Written instruction a >>
Which lines in the records contain the word "window"? List each of those lines in full.

Page text >>

GSOC 2021: Series Entity-Bookbrainz: Shivam

Personal information

Nickname: Shivam
IRC nick: ShivamAwasthi
GitHub: the-good-boy

Proposal

Project Overview

BookBrainz is missing a way to represent series. This project will implement a series entity for Bookbrainz. A series entity will be a group of related entities of similar type(work, edition, edition-group) which may or may not be ordered.

Features

• Similar to other entities, a user can enter the Name, Language, Disambiguation, Alias, Identifiers for the series entity.
• The relationship editor will allow the user to connect the current series entity to any previously defined entity with a relationship having a link phrase ‘TargetEntity is a part of CurrentSeries’.
• The relationship editor will contain one more field where the user can enter a number to indicate the position of target entity in the series.
• If a user does not enter the position, then the series will be considered unordered.

Database Changes

The proposed schema for the Series entity will be similar to other entities as each Series entity will have a Name, Sort Name, Language, Disambiguation, Alias, Identifier, RelationshipSet, Annotation.

One noticeable change in the Database is that now each relationship can have some attributes associated with it. For example, in case of series, we can add a position to each relationship which can determine the order of each entity in that series.

After a brief discussion, I also considered including an ‘Ordering Type’ as an additional property of the Series property(inspired from the Musicbrainz editor). However, I felt that this would be somewhat redundant as the user can still leave the modifier field as empty, even he selects the ordering type to be manual.

A rough diagram for the proposed Series entity schema is shown:

Tentative sql for the proposed schema changes will be as follows:

ALTER TYPE bookbrainz.entity_type ADD VALUE 'Series';

CREATE TABLE bookbrainz.series_header (
    bbid UUID PRIMARY KEY,
    ADD FOREIGN KEY (bbid) REFERENCES bookbrainz.entity (bbid)
); 
CREATE TABLE bookbrainz.series_data (
    id SERIAL PRIMARY KEY,
	alias_set_id REFERENCES bookbrainz.alias_set (id),
	identifier_set_id REFERENCES bookbrainz.identifier_set (id),
	relationship_set_id INT REFERENCES bookbrainz.relationship_set (id),
	annotation_id REFERENCES bookbrainz.annotation (id),
	disambiguation_id REFERENCES bookbrainz.disambiguation (id),
	language_set_id INT,
entity_type bookbrainz.entity_type NOT NULL
);
CREATE TABLE bookbrainz.series_revision (
	id REFERENCES bookbrainz.revision(id),
	bbid UUID,
	data_id INT REFERENCES bookbrainz.series_data(id),
	is_merge BOOLEAN NOT NULL DEFAULT FALSE,
	PRIMARY KEY (
		id, bbid
	)

Data supplied >>
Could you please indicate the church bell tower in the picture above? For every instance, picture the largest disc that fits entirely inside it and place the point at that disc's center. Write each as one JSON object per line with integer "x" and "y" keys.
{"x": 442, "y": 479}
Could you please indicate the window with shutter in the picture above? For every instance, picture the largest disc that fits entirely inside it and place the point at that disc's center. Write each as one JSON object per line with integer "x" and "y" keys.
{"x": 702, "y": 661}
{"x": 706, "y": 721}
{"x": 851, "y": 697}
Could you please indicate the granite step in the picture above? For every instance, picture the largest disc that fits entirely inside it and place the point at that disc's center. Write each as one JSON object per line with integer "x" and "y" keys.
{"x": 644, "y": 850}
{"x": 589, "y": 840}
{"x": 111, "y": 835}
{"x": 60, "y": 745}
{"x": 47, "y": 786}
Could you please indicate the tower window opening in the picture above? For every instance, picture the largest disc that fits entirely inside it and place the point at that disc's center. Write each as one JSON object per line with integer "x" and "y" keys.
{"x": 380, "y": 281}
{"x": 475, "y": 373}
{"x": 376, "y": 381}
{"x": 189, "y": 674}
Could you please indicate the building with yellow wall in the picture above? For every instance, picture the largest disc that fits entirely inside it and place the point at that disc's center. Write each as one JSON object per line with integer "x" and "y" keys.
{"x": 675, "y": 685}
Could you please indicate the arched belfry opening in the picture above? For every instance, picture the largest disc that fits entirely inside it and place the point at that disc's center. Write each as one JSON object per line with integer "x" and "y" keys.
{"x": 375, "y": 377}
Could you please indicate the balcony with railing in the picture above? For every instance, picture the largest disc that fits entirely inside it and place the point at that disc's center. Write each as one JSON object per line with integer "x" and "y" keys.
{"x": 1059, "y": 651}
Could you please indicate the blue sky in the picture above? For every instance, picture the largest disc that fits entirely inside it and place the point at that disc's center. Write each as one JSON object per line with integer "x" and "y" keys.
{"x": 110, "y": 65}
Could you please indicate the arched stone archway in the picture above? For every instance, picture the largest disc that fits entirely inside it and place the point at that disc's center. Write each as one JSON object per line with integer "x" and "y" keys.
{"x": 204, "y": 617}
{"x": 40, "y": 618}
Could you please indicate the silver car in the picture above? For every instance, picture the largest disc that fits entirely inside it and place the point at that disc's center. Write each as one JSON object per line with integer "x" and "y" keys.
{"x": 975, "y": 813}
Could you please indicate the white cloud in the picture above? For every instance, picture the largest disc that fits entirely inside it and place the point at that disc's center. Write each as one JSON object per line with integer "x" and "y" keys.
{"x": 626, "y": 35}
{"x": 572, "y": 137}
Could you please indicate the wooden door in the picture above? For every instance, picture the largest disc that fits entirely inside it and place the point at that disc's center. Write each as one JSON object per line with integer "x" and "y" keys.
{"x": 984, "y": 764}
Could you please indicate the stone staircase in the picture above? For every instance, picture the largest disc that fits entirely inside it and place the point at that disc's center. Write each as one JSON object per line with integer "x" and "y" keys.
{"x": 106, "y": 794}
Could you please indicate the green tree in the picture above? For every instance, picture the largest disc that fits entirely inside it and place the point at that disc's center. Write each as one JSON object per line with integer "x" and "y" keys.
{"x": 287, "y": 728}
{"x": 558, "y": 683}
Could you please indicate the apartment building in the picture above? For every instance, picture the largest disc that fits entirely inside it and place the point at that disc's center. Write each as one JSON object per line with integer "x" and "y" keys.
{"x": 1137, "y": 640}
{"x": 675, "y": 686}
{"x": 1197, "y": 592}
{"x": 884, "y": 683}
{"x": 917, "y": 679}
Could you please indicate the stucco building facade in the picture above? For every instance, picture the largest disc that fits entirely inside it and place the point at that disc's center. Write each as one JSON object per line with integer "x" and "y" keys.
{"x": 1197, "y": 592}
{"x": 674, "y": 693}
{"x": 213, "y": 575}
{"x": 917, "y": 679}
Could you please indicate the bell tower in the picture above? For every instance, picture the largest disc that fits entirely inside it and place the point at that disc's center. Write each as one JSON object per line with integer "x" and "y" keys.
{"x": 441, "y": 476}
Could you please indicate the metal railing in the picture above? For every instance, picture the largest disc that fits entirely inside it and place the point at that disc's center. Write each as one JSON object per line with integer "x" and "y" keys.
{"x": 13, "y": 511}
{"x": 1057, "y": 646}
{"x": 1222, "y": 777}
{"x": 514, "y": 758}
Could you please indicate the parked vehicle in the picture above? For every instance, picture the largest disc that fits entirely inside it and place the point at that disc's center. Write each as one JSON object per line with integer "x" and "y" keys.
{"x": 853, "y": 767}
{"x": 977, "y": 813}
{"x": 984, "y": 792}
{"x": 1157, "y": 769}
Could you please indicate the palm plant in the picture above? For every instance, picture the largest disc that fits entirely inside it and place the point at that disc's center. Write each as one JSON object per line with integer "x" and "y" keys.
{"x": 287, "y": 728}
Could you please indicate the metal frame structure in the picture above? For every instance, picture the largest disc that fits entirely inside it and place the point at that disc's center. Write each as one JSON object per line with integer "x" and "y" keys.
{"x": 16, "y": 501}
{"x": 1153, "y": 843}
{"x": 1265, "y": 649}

Written instruction b >>
In the Series entity proposal, what properties will each Series entity have under the proposed schema?

Correct response a >>
Could you please indicate the window with shutter in the picture above? For every instance, picture the largest disc that fits entirely inside it and place the point at that disc's center. Write each as one JSON object per line with integer "x" and "y" keys.
Could you please indicate the tower window opening in the picture above? For every instance, picture the largest disc that fits entirely inside it and place the point at that disc's center. Write each as one JSON object per line with integer "x" and "y" keys.

Correct response b >>
- Name
- Sort Name
- Language
- Disambiguation
- Alias
- Identifier
- RelationshipSet
- Annotation